Records contained in a dataset
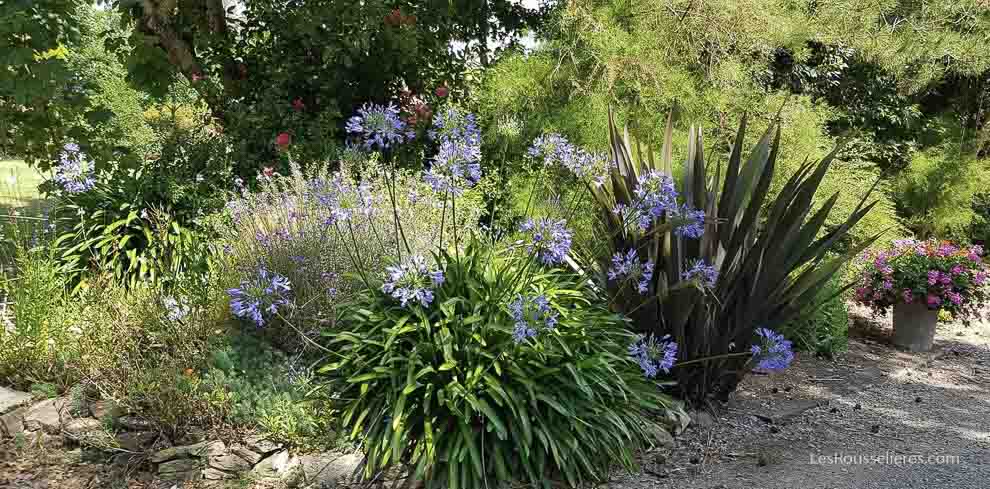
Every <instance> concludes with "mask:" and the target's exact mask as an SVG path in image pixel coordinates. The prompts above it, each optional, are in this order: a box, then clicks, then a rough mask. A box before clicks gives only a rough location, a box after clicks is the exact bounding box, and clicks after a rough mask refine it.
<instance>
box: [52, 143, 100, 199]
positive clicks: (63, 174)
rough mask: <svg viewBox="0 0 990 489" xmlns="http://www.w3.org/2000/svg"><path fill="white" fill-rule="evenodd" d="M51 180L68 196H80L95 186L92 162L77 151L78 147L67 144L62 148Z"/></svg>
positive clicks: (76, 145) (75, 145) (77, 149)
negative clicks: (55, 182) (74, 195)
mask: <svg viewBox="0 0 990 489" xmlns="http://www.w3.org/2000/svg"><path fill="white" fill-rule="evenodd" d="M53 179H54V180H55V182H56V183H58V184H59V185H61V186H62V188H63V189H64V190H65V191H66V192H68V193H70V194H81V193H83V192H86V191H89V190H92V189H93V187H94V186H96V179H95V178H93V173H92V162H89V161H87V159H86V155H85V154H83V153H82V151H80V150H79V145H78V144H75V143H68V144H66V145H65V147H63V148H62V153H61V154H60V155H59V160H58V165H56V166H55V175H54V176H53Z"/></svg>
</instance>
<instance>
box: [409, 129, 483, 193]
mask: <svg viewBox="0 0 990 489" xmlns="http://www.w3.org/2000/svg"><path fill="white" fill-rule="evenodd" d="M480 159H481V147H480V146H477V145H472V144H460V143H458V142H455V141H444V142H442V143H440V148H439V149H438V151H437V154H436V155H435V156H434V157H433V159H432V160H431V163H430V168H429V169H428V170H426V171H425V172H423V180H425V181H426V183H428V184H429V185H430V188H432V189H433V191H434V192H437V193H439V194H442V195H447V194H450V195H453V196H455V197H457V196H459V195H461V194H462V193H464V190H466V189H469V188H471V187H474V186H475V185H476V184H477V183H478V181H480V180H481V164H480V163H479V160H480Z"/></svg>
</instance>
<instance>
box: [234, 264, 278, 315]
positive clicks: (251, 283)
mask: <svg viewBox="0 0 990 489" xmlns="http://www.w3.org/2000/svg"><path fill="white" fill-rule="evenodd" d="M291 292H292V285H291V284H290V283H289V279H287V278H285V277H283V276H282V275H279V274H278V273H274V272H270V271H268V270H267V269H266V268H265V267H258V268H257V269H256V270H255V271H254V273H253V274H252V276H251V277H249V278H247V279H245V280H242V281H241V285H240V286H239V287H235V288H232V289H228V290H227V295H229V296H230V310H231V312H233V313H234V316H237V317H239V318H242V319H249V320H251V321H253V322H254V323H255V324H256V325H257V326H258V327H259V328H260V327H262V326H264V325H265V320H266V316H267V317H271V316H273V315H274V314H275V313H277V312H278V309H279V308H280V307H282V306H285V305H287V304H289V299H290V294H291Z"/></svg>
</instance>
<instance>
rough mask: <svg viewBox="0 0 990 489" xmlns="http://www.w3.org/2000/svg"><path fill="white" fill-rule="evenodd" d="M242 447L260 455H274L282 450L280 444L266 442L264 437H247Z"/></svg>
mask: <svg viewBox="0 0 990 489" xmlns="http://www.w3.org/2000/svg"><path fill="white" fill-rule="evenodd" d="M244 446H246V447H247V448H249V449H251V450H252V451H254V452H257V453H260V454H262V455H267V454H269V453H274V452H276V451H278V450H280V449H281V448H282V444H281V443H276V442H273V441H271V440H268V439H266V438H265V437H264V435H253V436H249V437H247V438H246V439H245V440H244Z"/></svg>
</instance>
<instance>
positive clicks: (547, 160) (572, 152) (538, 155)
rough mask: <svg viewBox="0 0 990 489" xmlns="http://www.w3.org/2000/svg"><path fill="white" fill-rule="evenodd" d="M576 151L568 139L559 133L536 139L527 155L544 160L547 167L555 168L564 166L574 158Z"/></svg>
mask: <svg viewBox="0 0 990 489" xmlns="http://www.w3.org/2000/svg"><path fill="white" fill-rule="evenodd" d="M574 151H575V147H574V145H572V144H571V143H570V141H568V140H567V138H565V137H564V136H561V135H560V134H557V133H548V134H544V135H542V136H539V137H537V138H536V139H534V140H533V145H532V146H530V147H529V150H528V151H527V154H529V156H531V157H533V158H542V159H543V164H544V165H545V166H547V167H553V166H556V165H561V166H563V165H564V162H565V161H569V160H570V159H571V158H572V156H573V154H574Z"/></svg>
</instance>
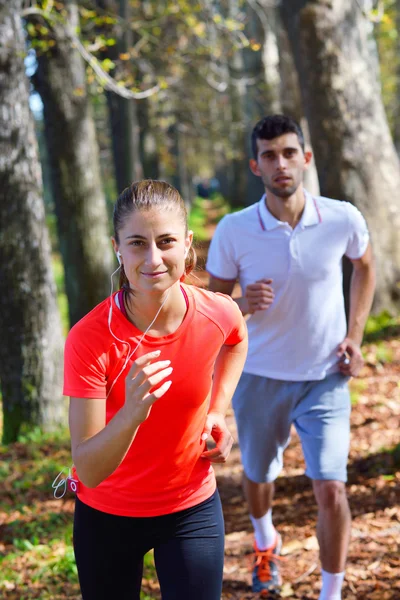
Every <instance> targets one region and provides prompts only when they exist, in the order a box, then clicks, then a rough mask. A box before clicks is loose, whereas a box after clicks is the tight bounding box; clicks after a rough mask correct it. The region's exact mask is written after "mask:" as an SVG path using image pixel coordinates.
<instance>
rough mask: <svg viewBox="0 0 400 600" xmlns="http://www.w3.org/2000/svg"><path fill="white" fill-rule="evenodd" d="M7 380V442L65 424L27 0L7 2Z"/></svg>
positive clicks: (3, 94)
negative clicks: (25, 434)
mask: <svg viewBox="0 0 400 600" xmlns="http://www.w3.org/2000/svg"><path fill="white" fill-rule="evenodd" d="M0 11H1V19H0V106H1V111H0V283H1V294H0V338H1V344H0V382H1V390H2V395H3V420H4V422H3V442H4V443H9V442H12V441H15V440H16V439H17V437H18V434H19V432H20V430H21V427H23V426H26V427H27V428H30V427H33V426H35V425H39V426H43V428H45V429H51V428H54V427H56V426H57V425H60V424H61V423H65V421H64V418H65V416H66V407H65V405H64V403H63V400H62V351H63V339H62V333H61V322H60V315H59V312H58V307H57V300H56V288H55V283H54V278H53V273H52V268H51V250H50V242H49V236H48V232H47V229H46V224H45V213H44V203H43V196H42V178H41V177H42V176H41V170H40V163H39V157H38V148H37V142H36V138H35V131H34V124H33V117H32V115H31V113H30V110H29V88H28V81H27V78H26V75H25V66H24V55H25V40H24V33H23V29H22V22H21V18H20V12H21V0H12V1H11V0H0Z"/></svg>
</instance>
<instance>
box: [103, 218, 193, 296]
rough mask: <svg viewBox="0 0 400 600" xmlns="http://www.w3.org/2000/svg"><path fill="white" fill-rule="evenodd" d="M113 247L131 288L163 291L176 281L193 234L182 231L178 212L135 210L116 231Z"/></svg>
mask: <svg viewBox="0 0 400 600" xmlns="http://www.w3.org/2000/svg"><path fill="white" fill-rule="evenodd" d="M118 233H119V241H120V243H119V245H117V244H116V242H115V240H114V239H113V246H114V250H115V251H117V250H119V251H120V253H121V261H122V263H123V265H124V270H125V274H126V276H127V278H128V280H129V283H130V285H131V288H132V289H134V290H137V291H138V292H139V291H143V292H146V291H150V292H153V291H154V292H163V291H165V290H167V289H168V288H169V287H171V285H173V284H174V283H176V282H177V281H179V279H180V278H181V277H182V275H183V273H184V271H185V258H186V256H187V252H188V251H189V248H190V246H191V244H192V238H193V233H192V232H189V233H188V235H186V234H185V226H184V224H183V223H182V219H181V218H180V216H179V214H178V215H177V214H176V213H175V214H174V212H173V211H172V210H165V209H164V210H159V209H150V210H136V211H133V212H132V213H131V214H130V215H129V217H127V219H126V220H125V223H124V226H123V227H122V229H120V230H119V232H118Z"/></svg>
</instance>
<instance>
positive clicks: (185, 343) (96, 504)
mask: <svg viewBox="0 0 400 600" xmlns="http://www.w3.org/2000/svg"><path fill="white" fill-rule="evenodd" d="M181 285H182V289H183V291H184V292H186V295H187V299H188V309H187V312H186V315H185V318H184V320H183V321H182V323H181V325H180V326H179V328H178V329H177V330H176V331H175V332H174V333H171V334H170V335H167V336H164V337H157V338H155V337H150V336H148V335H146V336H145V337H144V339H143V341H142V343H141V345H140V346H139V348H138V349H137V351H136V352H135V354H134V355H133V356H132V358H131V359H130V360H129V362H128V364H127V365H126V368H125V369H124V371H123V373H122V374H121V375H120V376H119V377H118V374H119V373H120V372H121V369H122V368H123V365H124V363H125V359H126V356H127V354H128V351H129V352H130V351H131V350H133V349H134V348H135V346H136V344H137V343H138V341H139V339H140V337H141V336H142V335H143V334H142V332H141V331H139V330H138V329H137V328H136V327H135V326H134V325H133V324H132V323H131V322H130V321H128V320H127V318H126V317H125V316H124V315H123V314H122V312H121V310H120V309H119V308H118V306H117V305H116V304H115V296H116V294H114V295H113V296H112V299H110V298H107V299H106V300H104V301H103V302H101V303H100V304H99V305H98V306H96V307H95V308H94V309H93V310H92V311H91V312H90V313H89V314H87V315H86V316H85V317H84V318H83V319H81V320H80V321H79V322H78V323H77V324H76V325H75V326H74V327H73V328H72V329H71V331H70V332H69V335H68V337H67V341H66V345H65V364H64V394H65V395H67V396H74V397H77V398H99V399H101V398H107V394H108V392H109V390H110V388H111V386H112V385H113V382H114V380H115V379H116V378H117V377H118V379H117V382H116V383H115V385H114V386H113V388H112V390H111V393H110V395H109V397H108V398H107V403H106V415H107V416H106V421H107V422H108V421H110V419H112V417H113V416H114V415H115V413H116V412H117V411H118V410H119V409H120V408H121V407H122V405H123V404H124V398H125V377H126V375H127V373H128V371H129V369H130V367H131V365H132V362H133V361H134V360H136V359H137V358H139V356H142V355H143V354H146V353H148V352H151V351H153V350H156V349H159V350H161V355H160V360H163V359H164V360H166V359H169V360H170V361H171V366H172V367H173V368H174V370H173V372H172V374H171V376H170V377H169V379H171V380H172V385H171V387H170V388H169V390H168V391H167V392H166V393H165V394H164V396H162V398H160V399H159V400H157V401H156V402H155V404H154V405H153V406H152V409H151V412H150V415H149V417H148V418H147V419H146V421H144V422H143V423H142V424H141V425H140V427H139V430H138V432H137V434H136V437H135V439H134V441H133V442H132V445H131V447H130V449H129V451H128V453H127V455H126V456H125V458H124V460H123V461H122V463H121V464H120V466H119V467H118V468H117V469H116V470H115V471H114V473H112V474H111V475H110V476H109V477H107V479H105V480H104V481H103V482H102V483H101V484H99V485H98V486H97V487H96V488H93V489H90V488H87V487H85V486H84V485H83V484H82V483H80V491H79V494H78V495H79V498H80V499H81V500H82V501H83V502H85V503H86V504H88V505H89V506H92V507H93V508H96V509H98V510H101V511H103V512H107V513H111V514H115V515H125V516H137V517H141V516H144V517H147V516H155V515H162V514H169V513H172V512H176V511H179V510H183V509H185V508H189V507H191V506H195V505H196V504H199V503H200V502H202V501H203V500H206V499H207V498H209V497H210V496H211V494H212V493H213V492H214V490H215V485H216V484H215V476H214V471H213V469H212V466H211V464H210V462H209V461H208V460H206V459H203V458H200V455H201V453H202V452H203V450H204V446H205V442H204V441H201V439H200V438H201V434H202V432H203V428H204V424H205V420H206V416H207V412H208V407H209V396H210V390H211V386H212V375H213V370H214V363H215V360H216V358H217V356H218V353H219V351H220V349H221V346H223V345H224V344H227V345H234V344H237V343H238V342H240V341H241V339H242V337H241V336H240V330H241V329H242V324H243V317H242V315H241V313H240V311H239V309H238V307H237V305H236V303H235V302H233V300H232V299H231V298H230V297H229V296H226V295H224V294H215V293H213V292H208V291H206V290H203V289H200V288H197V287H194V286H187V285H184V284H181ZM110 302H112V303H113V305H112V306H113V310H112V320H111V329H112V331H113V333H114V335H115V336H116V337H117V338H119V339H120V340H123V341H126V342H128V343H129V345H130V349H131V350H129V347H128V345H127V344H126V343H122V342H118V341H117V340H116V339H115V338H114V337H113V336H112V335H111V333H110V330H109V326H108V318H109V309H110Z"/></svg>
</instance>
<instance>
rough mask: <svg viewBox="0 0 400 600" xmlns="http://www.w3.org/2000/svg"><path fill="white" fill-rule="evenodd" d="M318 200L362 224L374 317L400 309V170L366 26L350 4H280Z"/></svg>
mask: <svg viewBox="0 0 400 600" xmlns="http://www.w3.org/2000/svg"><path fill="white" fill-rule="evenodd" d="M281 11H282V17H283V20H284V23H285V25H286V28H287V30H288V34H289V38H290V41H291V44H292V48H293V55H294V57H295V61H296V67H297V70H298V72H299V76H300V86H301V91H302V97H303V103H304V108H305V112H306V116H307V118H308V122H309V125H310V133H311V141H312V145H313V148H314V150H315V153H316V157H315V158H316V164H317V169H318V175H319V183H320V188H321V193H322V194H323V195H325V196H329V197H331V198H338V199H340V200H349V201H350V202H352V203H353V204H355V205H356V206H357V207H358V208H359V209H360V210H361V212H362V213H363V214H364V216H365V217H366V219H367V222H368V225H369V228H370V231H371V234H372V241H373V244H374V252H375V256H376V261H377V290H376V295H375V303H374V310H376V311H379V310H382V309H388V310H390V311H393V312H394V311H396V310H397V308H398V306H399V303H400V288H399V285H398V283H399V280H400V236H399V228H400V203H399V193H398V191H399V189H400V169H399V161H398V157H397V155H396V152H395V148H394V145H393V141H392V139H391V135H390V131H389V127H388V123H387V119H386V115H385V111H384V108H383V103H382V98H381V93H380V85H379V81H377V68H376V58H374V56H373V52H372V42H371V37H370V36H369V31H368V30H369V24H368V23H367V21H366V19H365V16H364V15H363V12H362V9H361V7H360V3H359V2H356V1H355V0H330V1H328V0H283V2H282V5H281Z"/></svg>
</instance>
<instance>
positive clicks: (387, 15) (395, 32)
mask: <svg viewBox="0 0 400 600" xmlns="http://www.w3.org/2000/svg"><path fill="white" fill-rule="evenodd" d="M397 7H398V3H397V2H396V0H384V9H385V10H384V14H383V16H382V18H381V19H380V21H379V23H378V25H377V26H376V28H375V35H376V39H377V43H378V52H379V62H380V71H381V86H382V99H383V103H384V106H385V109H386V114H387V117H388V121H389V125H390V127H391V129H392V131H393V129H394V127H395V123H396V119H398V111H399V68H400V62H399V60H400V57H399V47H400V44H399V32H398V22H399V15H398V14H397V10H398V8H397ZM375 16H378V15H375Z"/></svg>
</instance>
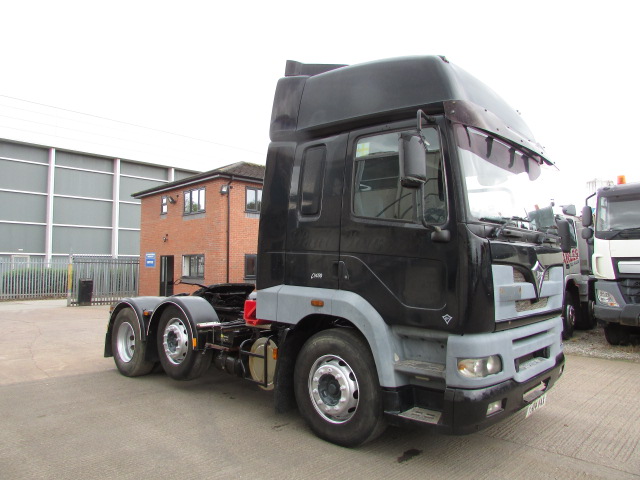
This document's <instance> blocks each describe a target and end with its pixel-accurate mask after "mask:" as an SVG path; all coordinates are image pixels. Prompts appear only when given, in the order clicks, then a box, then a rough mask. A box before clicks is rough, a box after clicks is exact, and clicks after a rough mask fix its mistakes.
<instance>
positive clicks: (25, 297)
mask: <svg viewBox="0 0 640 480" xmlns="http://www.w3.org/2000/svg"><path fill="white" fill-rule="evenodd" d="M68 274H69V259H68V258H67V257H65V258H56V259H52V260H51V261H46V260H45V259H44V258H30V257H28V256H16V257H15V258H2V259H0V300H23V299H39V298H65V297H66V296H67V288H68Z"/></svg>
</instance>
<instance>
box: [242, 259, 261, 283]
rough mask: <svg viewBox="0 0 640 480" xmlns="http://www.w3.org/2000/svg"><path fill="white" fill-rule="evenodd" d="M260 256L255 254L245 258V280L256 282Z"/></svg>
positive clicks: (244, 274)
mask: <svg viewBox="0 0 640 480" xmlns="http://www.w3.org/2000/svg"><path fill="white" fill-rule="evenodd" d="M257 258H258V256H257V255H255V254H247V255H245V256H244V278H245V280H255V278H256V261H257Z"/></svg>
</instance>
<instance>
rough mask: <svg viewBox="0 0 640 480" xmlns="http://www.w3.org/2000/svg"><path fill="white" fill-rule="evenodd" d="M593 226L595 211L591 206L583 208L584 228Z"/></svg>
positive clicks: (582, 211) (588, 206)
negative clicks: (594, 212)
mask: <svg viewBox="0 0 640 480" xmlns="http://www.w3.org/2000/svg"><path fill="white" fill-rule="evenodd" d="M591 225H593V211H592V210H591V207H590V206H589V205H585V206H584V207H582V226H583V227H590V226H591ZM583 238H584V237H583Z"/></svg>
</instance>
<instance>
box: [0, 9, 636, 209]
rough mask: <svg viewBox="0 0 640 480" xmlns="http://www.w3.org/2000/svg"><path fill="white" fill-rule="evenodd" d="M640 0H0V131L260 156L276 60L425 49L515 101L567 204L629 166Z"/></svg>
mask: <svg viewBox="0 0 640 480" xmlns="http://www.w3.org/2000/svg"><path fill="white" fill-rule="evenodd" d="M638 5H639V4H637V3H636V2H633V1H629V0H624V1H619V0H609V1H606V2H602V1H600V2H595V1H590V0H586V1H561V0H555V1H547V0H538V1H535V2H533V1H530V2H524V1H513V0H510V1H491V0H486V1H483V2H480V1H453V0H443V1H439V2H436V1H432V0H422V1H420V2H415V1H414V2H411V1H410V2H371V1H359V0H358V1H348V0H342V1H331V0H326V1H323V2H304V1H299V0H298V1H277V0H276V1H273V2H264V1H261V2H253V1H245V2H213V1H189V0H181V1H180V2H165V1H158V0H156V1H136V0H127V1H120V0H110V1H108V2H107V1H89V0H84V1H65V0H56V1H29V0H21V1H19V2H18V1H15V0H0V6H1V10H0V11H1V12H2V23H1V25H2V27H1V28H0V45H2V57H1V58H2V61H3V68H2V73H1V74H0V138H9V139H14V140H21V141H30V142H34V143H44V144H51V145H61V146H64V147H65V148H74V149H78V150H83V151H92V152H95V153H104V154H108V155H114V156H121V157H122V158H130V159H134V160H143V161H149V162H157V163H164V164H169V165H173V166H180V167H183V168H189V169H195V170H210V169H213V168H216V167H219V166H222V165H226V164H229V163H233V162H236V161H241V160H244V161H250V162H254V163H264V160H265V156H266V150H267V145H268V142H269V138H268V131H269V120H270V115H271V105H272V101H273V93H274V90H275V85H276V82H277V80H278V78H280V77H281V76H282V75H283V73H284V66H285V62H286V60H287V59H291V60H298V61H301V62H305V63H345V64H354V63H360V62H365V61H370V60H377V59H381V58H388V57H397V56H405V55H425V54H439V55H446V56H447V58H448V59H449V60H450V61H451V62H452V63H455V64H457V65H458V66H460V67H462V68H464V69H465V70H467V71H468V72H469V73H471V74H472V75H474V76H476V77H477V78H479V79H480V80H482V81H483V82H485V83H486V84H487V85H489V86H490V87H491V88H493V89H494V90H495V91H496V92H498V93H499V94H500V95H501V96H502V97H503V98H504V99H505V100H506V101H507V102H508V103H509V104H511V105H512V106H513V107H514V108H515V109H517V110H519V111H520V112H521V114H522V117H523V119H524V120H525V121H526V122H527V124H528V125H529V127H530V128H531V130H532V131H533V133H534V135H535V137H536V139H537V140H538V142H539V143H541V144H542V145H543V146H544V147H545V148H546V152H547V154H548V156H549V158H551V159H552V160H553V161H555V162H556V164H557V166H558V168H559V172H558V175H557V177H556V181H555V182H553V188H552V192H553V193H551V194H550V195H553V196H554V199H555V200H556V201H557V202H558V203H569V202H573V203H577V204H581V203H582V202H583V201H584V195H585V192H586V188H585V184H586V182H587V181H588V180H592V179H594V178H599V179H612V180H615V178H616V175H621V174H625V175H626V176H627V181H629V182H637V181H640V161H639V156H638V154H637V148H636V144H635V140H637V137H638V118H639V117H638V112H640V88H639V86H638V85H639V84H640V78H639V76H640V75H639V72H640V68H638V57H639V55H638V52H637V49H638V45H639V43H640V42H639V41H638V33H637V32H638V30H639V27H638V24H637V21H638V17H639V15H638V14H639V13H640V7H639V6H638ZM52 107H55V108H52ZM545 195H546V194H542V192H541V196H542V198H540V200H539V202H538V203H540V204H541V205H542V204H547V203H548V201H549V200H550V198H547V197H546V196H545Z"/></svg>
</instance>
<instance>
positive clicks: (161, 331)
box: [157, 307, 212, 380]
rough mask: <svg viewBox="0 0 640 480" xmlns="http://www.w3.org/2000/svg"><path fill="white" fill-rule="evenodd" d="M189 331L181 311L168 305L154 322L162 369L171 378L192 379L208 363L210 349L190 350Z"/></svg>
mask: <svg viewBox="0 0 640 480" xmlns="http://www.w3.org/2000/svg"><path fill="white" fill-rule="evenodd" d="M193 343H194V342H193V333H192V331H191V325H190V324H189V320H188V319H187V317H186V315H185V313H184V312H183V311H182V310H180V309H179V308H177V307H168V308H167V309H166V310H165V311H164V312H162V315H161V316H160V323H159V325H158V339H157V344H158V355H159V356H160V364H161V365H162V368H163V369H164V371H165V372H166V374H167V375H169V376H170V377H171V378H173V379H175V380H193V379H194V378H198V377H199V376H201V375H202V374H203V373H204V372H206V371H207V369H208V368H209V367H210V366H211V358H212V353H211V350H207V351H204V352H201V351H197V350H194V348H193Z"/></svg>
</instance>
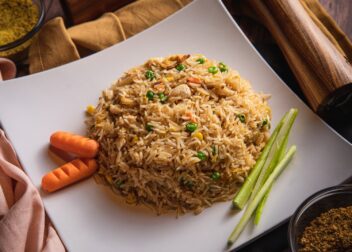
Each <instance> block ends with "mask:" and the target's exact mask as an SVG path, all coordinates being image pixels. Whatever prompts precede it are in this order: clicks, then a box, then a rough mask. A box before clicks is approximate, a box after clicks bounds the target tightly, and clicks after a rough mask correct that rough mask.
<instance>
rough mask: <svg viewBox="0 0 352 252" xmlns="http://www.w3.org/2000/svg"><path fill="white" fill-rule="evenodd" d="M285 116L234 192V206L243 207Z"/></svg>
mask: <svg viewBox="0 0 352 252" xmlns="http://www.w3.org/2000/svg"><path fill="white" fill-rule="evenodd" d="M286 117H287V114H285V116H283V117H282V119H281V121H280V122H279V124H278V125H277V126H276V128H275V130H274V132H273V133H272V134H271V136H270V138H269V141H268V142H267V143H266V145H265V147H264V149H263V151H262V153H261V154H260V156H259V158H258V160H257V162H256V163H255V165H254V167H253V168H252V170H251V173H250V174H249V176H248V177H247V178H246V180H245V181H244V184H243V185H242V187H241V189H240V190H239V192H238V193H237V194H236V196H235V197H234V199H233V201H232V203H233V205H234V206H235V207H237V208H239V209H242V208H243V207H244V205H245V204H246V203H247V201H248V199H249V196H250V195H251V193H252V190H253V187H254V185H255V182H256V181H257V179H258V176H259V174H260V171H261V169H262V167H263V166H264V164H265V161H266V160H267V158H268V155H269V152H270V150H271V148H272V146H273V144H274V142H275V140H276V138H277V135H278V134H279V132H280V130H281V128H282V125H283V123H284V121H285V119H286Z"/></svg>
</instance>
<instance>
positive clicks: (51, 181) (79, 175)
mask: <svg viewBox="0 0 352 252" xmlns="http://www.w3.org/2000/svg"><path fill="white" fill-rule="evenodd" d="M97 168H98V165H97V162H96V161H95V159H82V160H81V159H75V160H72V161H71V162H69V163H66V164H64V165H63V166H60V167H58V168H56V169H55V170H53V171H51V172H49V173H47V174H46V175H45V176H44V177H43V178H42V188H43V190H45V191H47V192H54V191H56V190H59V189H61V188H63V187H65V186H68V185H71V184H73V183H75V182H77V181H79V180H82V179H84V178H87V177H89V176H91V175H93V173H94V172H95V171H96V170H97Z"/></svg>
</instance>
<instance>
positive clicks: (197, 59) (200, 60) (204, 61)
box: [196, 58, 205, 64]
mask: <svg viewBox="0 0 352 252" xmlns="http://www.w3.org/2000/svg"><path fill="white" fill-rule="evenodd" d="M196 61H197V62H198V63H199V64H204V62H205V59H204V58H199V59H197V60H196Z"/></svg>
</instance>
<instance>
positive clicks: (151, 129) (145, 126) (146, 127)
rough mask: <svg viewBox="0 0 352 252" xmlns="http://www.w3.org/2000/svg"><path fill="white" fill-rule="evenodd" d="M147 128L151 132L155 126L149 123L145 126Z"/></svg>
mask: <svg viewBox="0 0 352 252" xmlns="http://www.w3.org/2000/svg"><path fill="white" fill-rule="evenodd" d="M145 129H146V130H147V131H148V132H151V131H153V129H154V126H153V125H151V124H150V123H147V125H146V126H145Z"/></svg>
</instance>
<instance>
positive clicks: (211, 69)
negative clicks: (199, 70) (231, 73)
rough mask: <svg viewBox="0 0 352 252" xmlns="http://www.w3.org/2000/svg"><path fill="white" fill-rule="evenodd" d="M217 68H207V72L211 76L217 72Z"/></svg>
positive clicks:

HOW TO COMPLETE THIS TASK: Would you reproduce the lines above, from the very first through the line containing "positive clicks: (63, 174)", exactly and without the pictures?

EXERCISE RESPONSE:
Every <instance> concludes with "mask:" and the target's exact mask as an SVG path in image pixel coordinates. The prompts above it, each optional, are in this order: a box, then clicks, then a rough mask. A box before clicks gives only a rough location, a box after clicks is the exact bounding box, and clicks after a rough mask refine it.
<instance>
box: [52, 143, 100, 199]
positive clicks: (63, 174)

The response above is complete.